▶ _Aim_: Copy the lines of the records word for word, starting at the line that contains "target: lighthouse lantern room" and ending with the line that contains "POLYGON ((186 56, 186 59, 189 62, 188".

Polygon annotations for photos
----

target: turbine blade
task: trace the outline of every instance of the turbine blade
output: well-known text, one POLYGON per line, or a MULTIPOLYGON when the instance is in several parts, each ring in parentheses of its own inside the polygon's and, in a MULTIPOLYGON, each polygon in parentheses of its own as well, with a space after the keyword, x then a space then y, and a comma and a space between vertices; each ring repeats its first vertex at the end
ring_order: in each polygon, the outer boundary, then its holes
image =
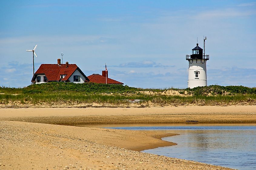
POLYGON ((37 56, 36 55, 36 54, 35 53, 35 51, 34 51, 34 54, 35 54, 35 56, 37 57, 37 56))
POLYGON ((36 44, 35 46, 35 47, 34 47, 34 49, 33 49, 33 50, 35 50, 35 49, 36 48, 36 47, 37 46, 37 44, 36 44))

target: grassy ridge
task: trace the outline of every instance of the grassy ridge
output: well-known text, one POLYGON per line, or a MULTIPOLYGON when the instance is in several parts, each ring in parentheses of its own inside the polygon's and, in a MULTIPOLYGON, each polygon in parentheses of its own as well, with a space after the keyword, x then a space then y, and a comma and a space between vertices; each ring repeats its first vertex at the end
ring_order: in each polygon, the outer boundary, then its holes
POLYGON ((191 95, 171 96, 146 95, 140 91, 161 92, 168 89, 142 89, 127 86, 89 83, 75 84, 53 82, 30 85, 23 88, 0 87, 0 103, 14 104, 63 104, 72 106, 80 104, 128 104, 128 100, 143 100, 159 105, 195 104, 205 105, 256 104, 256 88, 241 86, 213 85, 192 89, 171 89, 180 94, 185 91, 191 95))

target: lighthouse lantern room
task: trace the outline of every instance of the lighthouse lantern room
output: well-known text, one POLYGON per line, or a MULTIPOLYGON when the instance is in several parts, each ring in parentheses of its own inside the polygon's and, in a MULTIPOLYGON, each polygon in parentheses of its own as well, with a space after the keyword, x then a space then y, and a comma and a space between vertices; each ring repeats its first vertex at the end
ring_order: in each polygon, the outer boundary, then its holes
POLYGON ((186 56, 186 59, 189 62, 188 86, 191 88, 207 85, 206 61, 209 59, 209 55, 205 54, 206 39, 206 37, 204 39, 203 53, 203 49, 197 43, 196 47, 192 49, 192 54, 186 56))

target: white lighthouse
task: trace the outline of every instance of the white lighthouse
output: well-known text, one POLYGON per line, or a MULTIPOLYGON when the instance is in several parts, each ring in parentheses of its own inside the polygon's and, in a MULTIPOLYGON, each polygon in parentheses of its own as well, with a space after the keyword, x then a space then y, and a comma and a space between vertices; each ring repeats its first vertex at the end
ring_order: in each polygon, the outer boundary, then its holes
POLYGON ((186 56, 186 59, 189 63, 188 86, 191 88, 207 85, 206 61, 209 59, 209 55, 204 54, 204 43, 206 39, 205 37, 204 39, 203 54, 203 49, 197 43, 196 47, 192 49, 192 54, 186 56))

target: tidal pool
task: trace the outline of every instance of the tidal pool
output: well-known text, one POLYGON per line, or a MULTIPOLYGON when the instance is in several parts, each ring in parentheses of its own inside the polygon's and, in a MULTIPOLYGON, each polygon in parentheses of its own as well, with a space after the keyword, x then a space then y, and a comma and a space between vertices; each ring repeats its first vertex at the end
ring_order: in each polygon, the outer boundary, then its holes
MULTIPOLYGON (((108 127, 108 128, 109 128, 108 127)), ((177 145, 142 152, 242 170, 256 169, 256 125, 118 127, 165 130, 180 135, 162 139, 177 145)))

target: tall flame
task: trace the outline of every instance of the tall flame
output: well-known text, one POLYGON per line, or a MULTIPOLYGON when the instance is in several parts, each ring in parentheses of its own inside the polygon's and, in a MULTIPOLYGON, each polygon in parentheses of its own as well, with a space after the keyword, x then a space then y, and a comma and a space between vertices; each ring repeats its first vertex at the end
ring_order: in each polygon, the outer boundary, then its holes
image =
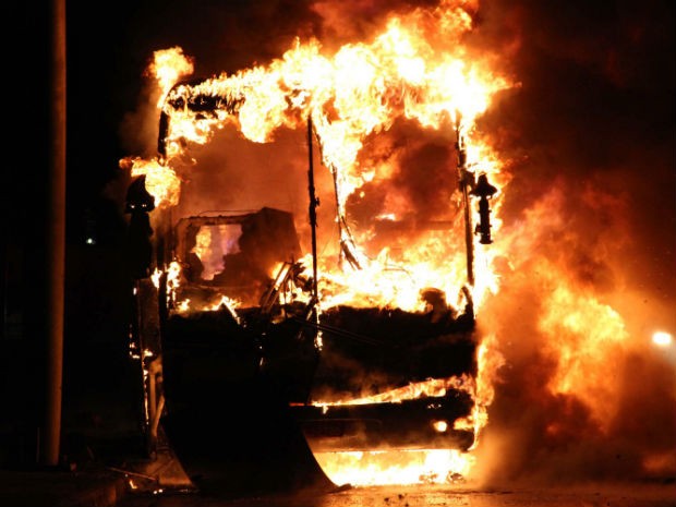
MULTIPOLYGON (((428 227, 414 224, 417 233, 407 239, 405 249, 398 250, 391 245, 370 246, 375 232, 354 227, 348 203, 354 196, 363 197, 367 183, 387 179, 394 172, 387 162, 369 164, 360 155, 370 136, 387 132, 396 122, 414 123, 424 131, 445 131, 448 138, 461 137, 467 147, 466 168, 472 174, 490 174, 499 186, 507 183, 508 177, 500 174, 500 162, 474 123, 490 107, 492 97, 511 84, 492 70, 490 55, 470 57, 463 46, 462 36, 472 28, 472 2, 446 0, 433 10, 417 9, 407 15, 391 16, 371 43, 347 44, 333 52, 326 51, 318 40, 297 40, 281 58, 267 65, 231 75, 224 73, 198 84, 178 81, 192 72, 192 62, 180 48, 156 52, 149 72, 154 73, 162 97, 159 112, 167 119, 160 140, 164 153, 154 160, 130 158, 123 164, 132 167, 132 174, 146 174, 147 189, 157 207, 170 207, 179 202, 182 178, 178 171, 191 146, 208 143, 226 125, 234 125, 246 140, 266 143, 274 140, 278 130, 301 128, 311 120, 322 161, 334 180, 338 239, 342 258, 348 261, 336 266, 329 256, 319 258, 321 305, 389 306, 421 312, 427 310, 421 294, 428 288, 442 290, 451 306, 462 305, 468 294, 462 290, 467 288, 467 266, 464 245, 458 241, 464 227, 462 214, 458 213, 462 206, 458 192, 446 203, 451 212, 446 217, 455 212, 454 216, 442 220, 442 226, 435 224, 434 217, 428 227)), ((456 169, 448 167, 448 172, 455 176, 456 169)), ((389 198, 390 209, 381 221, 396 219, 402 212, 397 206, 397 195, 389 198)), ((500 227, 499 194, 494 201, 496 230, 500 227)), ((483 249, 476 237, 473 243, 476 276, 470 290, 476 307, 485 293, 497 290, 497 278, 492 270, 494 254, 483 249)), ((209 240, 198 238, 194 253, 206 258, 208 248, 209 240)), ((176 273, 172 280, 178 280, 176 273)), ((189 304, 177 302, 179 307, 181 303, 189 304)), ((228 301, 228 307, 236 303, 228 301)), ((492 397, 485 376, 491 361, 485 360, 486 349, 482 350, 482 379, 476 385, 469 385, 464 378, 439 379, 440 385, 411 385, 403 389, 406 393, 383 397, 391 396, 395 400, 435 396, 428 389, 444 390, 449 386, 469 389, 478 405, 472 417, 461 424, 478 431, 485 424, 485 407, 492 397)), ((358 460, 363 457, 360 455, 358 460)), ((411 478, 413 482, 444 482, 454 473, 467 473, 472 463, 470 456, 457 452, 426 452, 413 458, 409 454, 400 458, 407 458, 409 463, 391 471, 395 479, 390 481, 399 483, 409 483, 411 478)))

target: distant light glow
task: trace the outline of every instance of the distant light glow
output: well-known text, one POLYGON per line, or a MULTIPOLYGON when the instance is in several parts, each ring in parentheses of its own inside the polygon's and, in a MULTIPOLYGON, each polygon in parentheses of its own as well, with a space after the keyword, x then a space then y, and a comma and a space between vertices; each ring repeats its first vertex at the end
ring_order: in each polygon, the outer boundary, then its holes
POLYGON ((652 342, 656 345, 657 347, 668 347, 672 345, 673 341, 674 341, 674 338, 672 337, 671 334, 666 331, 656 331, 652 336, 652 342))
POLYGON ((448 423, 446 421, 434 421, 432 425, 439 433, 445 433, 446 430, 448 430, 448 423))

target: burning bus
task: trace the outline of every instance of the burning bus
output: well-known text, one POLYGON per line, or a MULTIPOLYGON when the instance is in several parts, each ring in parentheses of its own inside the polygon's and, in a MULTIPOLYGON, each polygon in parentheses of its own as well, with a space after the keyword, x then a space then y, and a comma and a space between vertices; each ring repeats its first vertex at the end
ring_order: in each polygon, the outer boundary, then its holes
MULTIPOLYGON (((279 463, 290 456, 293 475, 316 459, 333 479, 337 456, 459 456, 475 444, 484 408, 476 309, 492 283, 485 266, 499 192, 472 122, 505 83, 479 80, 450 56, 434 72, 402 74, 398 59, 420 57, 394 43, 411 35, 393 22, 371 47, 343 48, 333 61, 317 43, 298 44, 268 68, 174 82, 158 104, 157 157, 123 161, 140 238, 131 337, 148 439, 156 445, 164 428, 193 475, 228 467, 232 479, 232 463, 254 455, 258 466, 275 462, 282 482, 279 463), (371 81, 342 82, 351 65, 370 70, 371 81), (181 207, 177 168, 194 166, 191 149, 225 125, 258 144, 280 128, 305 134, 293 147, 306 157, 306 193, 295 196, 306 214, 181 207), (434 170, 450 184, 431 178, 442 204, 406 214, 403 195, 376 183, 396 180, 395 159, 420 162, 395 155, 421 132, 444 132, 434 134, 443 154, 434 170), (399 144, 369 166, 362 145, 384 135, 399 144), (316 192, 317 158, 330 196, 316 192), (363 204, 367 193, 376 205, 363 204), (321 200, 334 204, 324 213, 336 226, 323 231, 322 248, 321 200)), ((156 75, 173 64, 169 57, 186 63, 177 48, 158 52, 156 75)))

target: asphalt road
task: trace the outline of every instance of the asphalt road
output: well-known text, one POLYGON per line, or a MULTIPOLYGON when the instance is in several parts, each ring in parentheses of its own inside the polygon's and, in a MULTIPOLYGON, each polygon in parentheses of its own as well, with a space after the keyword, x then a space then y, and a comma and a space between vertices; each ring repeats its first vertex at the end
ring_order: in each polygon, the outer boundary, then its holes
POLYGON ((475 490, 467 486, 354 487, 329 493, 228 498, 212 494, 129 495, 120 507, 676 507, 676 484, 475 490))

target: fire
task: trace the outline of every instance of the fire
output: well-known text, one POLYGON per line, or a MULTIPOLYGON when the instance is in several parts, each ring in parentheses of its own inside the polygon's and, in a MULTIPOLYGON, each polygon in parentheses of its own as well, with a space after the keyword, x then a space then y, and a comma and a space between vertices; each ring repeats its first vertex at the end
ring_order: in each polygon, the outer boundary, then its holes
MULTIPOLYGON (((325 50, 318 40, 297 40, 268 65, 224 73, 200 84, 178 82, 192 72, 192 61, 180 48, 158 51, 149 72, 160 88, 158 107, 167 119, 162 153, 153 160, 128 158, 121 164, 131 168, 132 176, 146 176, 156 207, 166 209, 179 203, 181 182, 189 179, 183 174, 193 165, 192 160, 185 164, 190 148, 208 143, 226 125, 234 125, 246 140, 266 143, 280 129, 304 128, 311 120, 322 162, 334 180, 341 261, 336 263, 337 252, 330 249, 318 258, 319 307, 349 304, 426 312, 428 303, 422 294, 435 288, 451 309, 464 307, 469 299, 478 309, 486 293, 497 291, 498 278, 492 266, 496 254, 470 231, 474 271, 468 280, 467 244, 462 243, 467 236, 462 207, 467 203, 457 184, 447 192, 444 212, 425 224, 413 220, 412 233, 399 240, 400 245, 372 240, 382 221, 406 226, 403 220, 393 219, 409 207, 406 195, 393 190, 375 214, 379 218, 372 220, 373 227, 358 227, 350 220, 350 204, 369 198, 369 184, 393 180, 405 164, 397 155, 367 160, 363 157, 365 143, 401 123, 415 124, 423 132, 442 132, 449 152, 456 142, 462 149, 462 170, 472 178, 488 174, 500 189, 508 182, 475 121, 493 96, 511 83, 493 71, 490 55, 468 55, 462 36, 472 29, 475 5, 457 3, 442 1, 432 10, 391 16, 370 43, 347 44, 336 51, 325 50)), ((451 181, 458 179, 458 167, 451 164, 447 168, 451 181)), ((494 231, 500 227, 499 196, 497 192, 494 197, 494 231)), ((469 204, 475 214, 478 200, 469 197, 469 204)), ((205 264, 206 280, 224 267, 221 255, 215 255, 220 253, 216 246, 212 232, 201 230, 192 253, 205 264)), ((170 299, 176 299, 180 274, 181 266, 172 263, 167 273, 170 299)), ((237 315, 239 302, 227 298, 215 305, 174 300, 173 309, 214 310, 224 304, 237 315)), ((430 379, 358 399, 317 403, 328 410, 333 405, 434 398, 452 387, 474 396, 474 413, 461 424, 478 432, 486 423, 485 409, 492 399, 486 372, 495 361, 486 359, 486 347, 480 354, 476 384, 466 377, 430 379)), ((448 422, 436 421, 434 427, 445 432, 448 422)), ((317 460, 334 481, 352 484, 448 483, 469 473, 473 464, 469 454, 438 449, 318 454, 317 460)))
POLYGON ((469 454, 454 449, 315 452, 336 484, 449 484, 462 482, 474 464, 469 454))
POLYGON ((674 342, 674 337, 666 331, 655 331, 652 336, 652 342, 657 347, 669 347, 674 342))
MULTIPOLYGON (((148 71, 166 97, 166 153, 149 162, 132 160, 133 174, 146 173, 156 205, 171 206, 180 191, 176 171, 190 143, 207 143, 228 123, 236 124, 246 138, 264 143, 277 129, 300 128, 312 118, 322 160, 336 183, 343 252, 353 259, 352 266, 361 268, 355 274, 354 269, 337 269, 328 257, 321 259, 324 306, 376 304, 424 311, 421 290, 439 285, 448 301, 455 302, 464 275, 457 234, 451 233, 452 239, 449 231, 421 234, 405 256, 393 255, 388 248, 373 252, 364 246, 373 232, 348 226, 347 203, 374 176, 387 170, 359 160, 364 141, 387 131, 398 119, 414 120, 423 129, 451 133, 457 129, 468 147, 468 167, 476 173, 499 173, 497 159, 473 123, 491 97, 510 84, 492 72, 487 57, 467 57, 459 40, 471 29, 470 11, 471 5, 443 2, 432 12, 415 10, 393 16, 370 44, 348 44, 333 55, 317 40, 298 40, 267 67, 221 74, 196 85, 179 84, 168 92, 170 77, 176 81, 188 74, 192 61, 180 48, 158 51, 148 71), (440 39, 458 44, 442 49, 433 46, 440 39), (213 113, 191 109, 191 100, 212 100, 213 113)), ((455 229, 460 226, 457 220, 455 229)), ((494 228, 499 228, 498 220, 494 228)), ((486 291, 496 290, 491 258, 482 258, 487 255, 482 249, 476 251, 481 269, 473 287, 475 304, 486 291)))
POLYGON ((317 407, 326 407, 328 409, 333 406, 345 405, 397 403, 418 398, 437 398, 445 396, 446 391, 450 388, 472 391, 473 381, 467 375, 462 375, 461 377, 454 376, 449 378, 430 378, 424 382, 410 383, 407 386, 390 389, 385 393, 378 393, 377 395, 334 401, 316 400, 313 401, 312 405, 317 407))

----

▶ _Task result_:
target: lighthouse lantern room
task: trace the outline of every instance of the lighthouse lantern room
output: well-known text, one POLYGON per line, or a MULTIPOLYGON when the instance is in several parts, each ring in parentheses of its own inside the polygon's and, in a MULTIPOLYGON, each polygon in parentheses of its own as well, with a space after the keyword, x then a space then y, and a comma and a space between vertices; each ring repeats its first vertex at the end
ring_order: in each polygon, the outer boundary, then its holes
POLYGON ((186 56, 186 59, 189 62, 188 86, 191 88, 207 85, 206 61, 209 59, 209 55, 205 54, 206 39, 206 37, 204 39, 203 53, 203 49, 197 43, 196 47, 192 49, 192 54, 186 56))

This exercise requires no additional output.